A Vale terá pela frente dois anos difíceis em 2016 e em 2017. Precisará enfrentar, como acionista, as consequências do caso Samarco, empresa cujo controle divide com a anglo-australiana BHP Billiton. E terá de estar preparada para fazer frente a um mercado cujos preços do minério de ferro se deterioram a cada dia, atingindo cotações abaixo de US$ 40 por tonelada. É um cenário de incertezas para a empresa, que deixa os investidores apreensivos. Esse ambiente adverso se reflete no valor das ações da companhia: só ontem a ação preferencial da Vale na BM&F Bovespa caiu 5,28%, cotada a R$ 9,32, e no ano acumula perda de 48,68%.
Enquanto isso, o mercado projeta que em um ambiente de preços ainda mais deprimidos o balanço financeiro da Vale possa se deteriorar, com perdas de receitas e aumento dos indicadores de endividamento. A dívida só deve começar a ser reduzida a partir de 2017. Soma-se a isso o desastre da Samarco. Nas contas de analistas, a Vale deve deixar de receber da controlada mais de US$ 800 milhões em dividendos em 2016 e em 2017. Entre investidores, há ainda o receio de que Vale e BHP possam ser chamadas a responder solidariamente na hipótese de credores dos bônus emitidos pela Samarco declararem o vencimento antecipado da dívida por descumprimento de cláusulas contratuais (covenants). Do ponto de vista formal (legal), a solidariedade de Vale e BHP na dívida da Samarco não existe, disse uma fonte. Mas o tema pode dar espaço a interpretações.
O diretor-executivo de finanças e de relações com investidores da Vale, Luciano Siani Pires, disse ontem ao Valor que o não recebimento de dividendos da Samarco por alguns anos pode ser considerado um "cenário prudente". Avaliou, porém, que a conta de US$ 800 milhões em dividendos que não serão pagos está "superestimada" porque a mineradora, cuja barragem se rompeu em Mariana (MG) em 5 de novembro, entraria em processo de redução da dívida, após concluir um grande investimento em expansão, privilegiando o pagamento aos credores e reduzindo os dividendos.
Ontem, em um dia marcado por quedas das ações de mineração e siderurgia na bolsa e por notícias de ajustes em empresas do setor no exterior, Siani reafirmou a ideia de que a Vale vem fazendo reformas estruturais há alguns anos. "Não precisamos fazer anúncios mirabolantes", disse. Afirmou que o plano da Vale é chegar a 2018 sendo o produtor de mais baixo custo de minério de ferro colocado na China. "Hoje, já somos o produtor de mais baixo custo, junto com os australianos, em Carajás [Pará] e em parte do sistema Sudeste [em Minas Gerais]. Mas temos desvantagem no sistema sul [também em Minas], onde precisamos fazer reformas estruturais", admitiu.
Ele negou que seja possível fazer um acordo entre as grandes mineradoras mundiais (Vale, BHP e Rio Tinto) para reduzir a produção, permitindo assim um maior equilíbrio entre oferta e demanda de minério de ferro e, por consequência, uma recuperação nos preços. "Não é possível [o acordo], porque é ilegal. Cortes, se houver, precisam ser voluntários e cada um fazendo seus próprios cálculos. Mas, por outro lado, já se vê restrição voluntária [de produção]", disse Siani. Ontem, as ações de BHP Billiton caíram 5,54% e da Rio Tinto, 8,37%, enquanto as ações da Anglo American perderam 12,29%.

Bloco de dados:
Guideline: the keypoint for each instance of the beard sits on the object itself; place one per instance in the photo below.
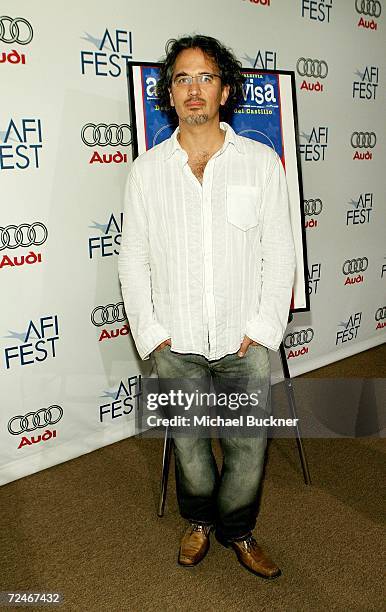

Exercício escrito:
Qual é o trecho da notícia sobre a Vale que se inicia nas palavras "Enquanto isso, o" e se encerra em "espaço a interpretações."? Transcreva-o sem nenhuma alteração.

Resultado abaixo:
Enquanto isso, o mercado projeta que em um ambiente de preços ainda mais deprimidos o balanço financeiro da Vale possa se deteriorar, com perdas de receitas e aumento dos indicadores de endividamento. A dívida só deve começar a ser reduzida a partir de 2017. Soma-se a isso o desastre da Samarco. Nas contas de analistas, a Vale deve deixar de receber da controlada mais de US$ 800 milhões em dividendos em 2016 e em 2017. Entre investidores, há ainda o receio de que Vale e BHP possam ser chamadas a responder solidariamente na hipótese de credores dos bônus emitidos pela Samarco declararem o vencimento antecipado da dívida por descumprimento de cláusulas contratuais (covenants). Do ponto de vista formal (legal), a solidariedade de Vale e BHP na dívida da Samarco não existe, disse uma fonte. Mas o tema pode dar espaço a interpretações.